結論 本件審判の請求は、成り立たない。 
理由 [1]本願発明
本願は、平成7年9月7日の出願であって、その請求項1〜3に係る発明は、平成15年6月2日付け手続補正書により補正された明細書の特許請求の範囲の請求項1〜3に記載された事項により特定されるとおりのものであると認めるところ、請求項1,2に係る発明は次のとおりのものである。
「【請求項1】 電解液に有機溶剤を用いるリチウム二次電池に使用される、導電性高分子にアニオン性膜が被覆された電池用電極において、該導電性高分子に含有せしめるドーパントアニオンとして、該電解液に用いられている有機溶媒に対する溶解性を示さないアニオンを使用したことを特徴とする電池用電極。
【請求項2】 請求項1に記載の電池用電極において、ドーパントアニオンとしてClアニオンを用いたことを特徴とする電池用電極。」
(以下、請求項1,2に係る発明を、それぞれ「本願発明1,2」という。)

[2]引用刊行物とその記載事項
(1)これに対して、原査定の拒絶理由に引用例1として引用した、本願の出願前に頒布された刊行物である特開平6-283155号公報には、下記の事項が記載されている。
(1-ア)「電極基体に担持した導電性高分子を備えた電池用電極において、該導電性高分子が、アニオン性高分子電解質膜で被覆して構成されたことを特徴とする電池用電極。」(請求項1)

• • •

### 指示文 1
リチウム二次電池用電極の審決文のうち、「(以下、請求項1,2に係る発明を、それぞれ「本願発明1,2」という。)」から始まり「る電池用電極。」(請求項1)」で終わる部分を、一字一句変えずに書き写すこと。
### 指示文 2
リチウム二次電池用電極の審決文を2文で要約すること。

• • •

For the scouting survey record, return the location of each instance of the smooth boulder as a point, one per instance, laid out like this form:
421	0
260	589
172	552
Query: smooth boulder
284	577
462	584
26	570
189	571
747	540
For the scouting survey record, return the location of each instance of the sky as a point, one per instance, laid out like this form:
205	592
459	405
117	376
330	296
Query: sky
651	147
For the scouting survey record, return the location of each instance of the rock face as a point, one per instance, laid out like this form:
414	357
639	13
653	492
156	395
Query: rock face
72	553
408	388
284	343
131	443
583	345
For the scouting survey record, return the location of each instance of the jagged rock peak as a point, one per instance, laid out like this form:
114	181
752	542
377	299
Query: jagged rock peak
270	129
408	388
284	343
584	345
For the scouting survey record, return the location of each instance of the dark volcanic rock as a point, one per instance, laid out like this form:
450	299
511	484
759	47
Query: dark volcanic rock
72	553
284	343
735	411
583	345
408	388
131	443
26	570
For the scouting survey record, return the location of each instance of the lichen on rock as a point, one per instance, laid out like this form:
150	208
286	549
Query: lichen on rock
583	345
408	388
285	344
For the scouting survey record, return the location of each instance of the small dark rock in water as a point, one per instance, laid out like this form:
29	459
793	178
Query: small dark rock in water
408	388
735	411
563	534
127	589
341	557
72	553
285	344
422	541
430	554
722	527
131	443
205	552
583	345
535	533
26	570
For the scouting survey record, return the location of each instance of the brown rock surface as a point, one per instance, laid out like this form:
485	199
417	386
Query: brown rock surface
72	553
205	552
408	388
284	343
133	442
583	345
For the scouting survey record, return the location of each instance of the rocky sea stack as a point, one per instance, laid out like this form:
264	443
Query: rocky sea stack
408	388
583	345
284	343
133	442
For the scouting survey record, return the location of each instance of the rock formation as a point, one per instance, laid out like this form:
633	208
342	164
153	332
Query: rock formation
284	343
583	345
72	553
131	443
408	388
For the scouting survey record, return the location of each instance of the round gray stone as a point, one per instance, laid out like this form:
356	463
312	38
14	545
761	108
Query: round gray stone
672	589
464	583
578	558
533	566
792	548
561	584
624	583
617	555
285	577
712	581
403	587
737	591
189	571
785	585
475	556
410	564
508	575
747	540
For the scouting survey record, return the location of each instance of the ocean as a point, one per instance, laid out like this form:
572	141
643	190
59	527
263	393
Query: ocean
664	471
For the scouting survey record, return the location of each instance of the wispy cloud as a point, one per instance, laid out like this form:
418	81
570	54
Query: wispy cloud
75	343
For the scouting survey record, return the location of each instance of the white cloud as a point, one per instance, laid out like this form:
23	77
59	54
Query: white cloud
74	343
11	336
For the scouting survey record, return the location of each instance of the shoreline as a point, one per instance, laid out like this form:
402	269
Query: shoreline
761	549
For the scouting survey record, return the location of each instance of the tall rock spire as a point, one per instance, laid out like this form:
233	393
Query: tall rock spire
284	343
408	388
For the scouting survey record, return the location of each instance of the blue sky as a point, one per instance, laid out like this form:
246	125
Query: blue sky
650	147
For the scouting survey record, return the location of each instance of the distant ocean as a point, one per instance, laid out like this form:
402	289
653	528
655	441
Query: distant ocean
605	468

• • •

### 正解 1
(以下、請求項1,2に係る発明を、それぞれ「本願発明1,2」という。)

[2]引用刊行物とその記載事項
(1)これに対して、原査定の拒絶理由に引用例1として引用した、本願の出願前に頒布された刊行物である特開平6-283155号公報には、下記の事項が記載されている。
(1-ア)「電極基体に担持した導電性高分子を備えた電池用電極において、該導電性高分子が、アニオン性高分子電解質膜で被覆して構成されたことを特徴とする電池用電極。」(請求項1)

### 正解 2
平成7年9月7日出願の本願の請求項1に係る発明は、電解液に有機溶剤を用いるリチウム二次電池に使用され、導電性高分子にアニオン性膜が被覆された電池用電極で、ドーパントアニオンとして電解液の有機溶媒に溶解性を示さないアニオンを使用するものであり、請求項2に係る発明はそのドーパントアニオンにClアニオンを用いるものである。本件審判の請求は成り立たないとされ、原査定の拒絶理由で引用例1とされた、本願の出願前に頒布された特開平6-283155号公報には、電極基体に担持した導電性高分子をアニオン性高分子電解質膜で被覆した電池用電極が記載されている。